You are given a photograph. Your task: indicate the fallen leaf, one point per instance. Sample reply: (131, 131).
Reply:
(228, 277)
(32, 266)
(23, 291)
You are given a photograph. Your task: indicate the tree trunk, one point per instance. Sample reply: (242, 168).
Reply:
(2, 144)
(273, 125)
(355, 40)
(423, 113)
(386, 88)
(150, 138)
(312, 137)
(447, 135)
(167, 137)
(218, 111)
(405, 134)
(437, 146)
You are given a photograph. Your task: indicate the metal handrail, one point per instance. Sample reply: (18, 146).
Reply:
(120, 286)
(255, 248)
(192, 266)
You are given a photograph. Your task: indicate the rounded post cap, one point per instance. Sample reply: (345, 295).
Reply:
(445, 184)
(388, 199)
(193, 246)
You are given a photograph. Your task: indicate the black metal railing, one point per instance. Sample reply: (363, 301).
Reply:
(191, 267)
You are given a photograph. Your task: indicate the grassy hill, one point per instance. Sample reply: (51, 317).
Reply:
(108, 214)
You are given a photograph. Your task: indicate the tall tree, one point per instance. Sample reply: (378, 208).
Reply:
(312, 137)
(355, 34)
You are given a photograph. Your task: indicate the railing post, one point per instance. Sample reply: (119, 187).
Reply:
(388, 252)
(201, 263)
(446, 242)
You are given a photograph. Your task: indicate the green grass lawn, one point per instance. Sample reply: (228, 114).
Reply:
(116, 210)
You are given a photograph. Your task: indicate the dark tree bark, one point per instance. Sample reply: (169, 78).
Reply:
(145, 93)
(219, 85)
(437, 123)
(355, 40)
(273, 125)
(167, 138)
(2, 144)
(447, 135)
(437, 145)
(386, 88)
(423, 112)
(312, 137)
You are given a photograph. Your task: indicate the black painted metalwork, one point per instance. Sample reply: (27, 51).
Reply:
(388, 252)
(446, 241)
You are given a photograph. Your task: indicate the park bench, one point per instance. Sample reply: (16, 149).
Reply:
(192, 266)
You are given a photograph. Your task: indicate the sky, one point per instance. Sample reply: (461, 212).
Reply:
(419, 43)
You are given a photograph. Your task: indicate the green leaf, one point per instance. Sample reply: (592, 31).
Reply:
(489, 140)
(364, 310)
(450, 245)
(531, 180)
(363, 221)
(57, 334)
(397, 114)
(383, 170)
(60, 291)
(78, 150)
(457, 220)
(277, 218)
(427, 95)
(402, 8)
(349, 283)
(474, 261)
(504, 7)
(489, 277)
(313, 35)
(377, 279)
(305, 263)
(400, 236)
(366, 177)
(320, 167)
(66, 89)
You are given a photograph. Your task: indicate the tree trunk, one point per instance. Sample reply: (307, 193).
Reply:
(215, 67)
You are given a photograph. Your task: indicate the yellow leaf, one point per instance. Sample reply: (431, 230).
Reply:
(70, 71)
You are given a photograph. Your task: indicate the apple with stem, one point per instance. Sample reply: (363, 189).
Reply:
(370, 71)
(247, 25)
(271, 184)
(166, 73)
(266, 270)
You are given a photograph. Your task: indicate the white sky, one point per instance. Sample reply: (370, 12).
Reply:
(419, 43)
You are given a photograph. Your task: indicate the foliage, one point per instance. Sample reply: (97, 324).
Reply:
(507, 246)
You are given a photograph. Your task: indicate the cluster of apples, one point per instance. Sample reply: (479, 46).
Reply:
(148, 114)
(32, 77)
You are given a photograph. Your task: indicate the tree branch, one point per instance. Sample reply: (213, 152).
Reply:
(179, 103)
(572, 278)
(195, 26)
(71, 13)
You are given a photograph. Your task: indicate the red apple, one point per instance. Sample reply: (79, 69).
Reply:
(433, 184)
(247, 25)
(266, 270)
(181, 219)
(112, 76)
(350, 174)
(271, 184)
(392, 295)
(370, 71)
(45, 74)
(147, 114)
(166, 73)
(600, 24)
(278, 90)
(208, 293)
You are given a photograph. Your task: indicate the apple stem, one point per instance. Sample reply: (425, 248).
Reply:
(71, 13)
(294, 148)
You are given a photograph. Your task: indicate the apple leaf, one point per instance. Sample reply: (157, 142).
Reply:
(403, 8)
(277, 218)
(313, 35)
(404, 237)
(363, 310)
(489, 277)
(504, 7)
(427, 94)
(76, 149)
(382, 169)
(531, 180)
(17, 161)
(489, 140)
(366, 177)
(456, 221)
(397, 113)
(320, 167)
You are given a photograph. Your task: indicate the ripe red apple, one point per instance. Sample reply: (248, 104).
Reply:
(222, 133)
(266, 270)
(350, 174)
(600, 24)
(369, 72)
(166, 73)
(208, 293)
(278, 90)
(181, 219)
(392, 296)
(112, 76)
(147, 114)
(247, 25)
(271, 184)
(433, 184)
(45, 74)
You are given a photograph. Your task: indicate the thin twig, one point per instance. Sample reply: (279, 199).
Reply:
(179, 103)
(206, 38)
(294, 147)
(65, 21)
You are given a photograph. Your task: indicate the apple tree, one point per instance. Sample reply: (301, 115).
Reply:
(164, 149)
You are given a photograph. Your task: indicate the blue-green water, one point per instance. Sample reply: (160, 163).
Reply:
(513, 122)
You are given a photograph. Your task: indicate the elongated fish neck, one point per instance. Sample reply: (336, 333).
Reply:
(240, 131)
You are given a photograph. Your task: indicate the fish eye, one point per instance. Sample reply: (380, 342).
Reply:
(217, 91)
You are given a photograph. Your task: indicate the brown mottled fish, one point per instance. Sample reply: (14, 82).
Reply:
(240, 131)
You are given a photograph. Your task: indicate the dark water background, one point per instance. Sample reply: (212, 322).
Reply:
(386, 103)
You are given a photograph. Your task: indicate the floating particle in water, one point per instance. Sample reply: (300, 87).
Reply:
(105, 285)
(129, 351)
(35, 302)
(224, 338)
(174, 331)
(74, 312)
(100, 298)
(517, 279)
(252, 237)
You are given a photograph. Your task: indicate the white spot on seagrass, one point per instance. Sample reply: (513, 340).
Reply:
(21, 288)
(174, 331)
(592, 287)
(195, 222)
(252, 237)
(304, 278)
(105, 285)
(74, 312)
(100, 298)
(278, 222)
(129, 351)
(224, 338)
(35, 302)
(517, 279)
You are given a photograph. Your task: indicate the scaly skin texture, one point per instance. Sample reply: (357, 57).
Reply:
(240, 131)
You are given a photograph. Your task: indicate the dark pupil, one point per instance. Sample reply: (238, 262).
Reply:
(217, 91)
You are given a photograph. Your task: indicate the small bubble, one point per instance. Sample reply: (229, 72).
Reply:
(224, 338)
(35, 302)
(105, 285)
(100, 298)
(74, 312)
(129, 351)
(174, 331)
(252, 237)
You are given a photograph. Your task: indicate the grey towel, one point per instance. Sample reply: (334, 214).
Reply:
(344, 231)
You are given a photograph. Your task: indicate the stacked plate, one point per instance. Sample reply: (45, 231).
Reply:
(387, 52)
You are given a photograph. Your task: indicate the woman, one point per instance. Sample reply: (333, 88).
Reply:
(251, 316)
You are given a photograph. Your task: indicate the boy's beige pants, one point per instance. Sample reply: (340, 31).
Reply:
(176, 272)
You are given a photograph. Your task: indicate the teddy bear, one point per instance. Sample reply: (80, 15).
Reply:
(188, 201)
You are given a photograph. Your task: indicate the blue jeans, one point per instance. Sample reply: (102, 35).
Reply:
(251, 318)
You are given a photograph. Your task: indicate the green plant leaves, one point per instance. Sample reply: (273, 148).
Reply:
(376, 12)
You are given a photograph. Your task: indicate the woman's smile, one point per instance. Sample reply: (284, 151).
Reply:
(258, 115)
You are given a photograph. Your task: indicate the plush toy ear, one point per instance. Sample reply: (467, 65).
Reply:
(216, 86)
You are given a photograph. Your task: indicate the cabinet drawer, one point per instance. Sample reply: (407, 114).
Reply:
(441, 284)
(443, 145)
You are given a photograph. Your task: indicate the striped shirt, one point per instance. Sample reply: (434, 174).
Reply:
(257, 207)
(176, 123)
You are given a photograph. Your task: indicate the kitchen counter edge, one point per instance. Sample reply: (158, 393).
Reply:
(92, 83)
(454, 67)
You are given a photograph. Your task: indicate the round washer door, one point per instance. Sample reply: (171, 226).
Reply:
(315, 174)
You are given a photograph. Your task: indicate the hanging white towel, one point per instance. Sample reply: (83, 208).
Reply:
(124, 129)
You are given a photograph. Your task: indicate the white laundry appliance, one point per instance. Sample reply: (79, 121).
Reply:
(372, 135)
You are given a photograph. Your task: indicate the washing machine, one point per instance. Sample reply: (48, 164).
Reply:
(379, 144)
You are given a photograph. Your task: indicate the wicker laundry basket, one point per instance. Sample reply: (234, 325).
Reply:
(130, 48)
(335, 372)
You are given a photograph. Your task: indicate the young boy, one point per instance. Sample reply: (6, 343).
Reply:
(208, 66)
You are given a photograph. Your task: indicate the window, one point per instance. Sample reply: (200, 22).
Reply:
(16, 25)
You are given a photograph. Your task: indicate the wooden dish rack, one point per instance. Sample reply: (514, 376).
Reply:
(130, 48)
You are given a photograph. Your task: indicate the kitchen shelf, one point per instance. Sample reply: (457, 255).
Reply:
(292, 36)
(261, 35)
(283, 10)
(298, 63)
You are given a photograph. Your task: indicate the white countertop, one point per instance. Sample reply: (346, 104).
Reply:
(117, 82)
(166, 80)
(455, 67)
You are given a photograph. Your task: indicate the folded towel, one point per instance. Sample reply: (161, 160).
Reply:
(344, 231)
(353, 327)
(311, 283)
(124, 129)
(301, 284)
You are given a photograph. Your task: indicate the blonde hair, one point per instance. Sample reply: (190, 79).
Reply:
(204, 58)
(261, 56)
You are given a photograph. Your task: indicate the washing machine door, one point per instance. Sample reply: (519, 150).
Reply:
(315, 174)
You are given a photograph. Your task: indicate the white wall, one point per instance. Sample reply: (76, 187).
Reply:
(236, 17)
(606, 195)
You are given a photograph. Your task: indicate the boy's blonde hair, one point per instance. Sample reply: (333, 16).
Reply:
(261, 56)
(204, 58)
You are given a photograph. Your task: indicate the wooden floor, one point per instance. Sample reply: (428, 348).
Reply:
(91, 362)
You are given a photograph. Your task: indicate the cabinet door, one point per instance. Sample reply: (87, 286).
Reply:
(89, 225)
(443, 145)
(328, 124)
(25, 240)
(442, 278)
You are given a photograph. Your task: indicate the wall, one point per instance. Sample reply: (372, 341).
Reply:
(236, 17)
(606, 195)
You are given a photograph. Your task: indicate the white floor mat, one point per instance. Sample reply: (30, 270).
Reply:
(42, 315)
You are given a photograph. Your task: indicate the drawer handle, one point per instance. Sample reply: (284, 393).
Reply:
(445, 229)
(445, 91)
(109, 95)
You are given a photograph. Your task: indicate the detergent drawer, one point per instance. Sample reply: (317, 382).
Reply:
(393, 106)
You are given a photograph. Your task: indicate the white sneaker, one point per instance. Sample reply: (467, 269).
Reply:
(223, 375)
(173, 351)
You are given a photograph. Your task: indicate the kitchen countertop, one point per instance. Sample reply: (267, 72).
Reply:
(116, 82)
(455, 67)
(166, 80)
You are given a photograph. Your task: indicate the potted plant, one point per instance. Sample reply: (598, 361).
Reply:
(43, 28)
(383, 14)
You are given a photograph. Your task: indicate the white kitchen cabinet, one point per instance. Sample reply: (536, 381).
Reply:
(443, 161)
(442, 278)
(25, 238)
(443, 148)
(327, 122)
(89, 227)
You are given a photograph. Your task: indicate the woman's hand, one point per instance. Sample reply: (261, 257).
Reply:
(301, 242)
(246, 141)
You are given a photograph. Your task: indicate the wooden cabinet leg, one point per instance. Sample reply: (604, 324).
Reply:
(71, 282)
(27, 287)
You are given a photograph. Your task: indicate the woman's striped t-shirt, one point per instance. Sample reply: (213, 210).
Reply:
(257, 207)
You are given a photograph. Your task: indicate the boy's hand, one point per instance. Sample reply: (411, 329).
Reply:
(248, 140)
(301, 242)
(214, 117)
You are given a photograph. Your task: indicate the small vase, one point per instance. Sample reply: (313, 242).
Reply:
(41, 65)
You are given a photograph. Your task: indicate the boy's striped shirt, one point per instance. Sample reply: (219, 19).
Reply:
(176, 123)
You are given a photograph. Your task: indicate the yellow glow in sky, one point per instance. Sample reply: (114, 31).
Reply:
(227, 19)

—————

* **WORK REQUIRED**
Within the data above, find the lines that contain the word "cabinet" and copy each of them.

* **ANSWER TO THE PROBLEM**
You are given a photograph. Your task: indicate the cabinet drawer, one point per instance. Sample reply: (407, 114).
You are given a photograph. Your task: indicate the cabinet door, one point per instance. Sample reply: (87, 286).
You are given a photograph. Your task: indicate the white kitchen cabinet, one point per instance. Sample reply: (536, 381).
You are given a photograph. Your task: indicate the wooden cabinet leg, one point per instance. Sample reply: (604, 324).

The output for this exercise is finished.